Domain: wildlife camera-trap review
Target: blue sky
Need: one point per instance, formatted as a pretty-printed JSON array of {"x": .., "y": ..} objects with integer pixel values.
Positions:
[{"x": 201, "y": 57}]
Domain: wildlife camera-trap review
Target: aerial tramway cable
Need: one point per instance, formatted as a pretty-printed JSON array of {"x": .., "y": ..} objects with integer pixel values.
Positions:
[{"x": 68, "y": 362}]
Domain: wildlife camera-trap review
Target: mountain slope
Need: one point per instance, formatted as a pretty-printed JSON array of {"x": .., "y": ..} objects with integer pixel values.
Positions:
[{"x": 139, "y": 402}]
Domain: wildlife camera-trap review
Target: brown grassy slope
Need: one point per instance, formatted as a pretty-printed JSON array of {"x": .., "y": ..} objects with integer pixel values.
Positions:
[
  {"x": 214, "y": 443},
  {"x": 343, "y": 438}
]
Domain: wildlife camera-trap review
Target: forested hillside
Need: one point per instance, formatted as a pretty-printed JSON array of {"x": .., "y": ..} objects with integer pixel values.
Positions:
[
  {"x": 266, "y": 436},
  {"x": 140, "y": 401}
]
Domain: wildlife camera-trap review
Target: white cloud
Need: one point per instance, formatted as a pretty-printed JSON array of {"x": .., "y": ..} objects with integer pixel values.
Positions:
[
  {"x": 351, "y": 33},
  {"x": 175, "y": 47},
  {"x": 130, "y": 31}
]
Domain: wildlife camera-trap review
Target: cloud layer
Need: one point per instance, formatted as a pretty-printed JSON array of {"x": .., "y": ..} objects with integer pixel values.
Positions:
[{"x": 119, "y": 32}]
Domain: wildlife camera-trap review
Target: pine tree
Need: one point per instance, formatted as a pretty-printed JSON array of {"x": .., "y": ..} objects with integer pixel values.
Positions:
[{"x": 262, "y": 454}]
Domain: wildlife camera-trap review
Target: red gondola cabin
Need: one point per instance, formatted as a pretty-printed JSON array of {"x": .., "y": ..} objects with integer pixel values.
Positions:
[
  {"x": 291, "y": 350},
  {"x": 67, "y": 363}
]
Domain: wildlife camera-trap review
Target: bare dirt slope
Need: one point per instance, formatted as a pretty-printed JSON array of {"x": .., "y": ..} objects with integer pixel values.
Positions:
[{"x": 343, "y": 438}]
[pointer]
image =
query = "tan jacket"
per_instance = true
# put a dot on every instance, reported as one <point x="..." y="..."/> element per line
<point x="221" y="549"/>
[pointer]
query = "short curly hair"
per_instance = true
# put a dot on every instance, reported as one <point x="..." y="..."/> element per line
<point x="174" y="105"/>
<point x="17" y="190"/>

- _DIRECTIONS FOR THIS TASK_
Repeat every line of the material exactly as given.

- _SOLUTION TO THE EXERCISE_
Domain: wildlife camera-trap review
Target: blue sky
Need: one point per instance, formatted as a pretty-printed JSON array of {"x": .., "y": ..} objects with integer pixel values.
Positions:
[{"x": 201, "y": 57}]
Domain: wildlife camera-trap review
Target: aerial tramway cable
Need: one point per instance, formatted as a pretty-printed JSON array of {"x": .., "y": ..} objects with integer pixel values.
Positions:
[{"x": 68, "y": 362}]
Domain: wildlife camera-trap review
Target: mountain slope
Need: one point per instance, formatted as a pretty-printed JSON array of {"x": .., "y": ..} objects with integer pixel values.
Positions:
[{"x": 139, "y": 402}]
Domain: wildlife camera-trap review
Target: brown grassy slope
Need: one point per instance, formatted as a pretty-printed JSON array of {"x": .., "y": ..} objects with integer pixel values.
Positions:
[
  {"x": 214, "y": 443},
  {"x": 343, "y": 438}
]
Domain: wildlife camera-trap review
Target: forested hillside
Need: one point per instance, formatted as a pretty-printed JSON array of {"x": .., "y": ..} objects with integer pixel values.
Positions:
[
  {"x": 266, "y": 436},
  {"x": 140, "y": 401}
]
Domain: wildlife camera-trap review
Target: white cloud
Need: one point per instance, formatted as a pretty-printed JSON array of {"x": .., "y": ..} objects with integer pixel values.
Positions:
[
  {"x": 351, "y": 33},
  {"x": 175, "y": 47},
  {"x": 130, "y": 31}
]
Domain: wildlife camera-trap review
Target: cloud layer
Need: one point per instance, formatted as a pretty-printed JSON array of {"x": .., "y": ..} objects with integer pixel values.
Positions:
[{"x": 119, "y": 32}]
Domain: wildlife camera-trap review
Target: pine tree
Need: one point per instance, formatted as a pretty-printed JSON array of {"x": .., "y": ..} objects with integer pixel values.
Positions:
[{"x": 262, "y": 454}]
Domain: wildlife camera-trap review
Target: red gondola cabin
Need: one point per instance, formatted as a pretty-printed JSON array of {"x": .., "y": ..} objects with integer pixel values.
Positions:
[
  {"x": 291, "y": 350},
  {"x": 67, "y": 363}
]
Domain: wildlife camera-trap review
Target: bare dirt slope
Need: one point per instance, formatted as a pretty-printed JSON array of {"x": .., "y": ..} objects with integer pixel values.
Positions:
[{"x": 343, "y": 438}]
[pointer]
image =
query = "tan jacket"
per_instance = true
# put a dot on every instance, reported as one <point x="..." y="..."/> element per line
<point x="221" y="549"/>
[pointer]
query = "short curly hair"
per_instance = true
# put a dot on every instance, reported as one <point x="..." y="..."/> element per line
<point x="174" y="105"/>
<point x="17" y="190"/>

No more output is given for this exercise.